*** Selection ***

Intel® Integrated Performance Primitives
Deliberate problems developing high-performance vision, signal, security, and storage applications.
6811 Discussions

Intel IPP library performance is unstable, 2x performance difference between 2 runs.

Xiaoqiang
New Contributor I
1,811 Views

I'm trying to use the Intel IPP library to improve application performance, but it doesn't working very well. Intel IPP library performance is unstable, with a 2x performance difference between 2 runs under the same conditions.(Using sse vector instructions, performance is stable. Using avx2/avx512 vector instructions, performance is unstable)

Comparing hot assembly code with good performance .vs. poor performance,  instructions such as vfmadd213ps are randomly and unusually slow.

  • Hardware problem or software problem? How can I analyze the cause of this problem? 

My test environment is as follows:

platform:Linux
CPU:Intel(R) Xeon(R) Platinum 8458P @ 2.7GHz (Intel sapphirerapids architecture)
Compiler version: gcc 7.3.0
Intel IPP version:intel-oneapi-ipp 2021.7.0

 I have a simple example to replicate the problem of unstable performance.

  • Read data libs:rwblib.h, rwblib.c
void wbdata(const char* variable, const char* datatype, void* data, size_t datatypelen, size_t alllen);
void rbdata(const char* filename, void* data, size_t alllen);
#include <stdio.h>
#include <stdlib.h>
#include <string.h>
#include "rwblib.h"

void wbdata(const char* variable, const char* datatype, void* data, size_t datatypelen, size_t alllen)

***

Written problem
Rewrite the part of the IPP forum post starting with "I'm trying to" and going on through "(Intel sapphirerapids architecture)", swapping "unstable" for "inconsistent" each time it appears.

*** Dataset extract ***

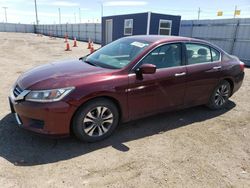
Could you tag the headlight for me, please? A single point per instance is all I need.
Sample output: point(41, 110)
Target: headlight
point(52, 95)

***

Response below
I'm trying to use the Intel IPP library to improve application performance, but it doesn't working very well. Intel IPP library performance is inconsistent, with a 2x performance difference between 2 runs under the same conditions.(Using sse vector instructions, performance is stable. Using avx2/avx512 vector instructions, performance is inconsistent)

Comparing hot assembly code with good performance .vs. poor performance,  instructions such as vfmadd213ps are randomly and unusually slow.

  • Hardware problem or software problem? How can I analyze the cause of this problem? 

My test environment is as follows:

platform:Linux
CPU:Intel(R) Xeon(R) Platinum 8458P @ 2.7GHz (Intel sapphirerapids architecture)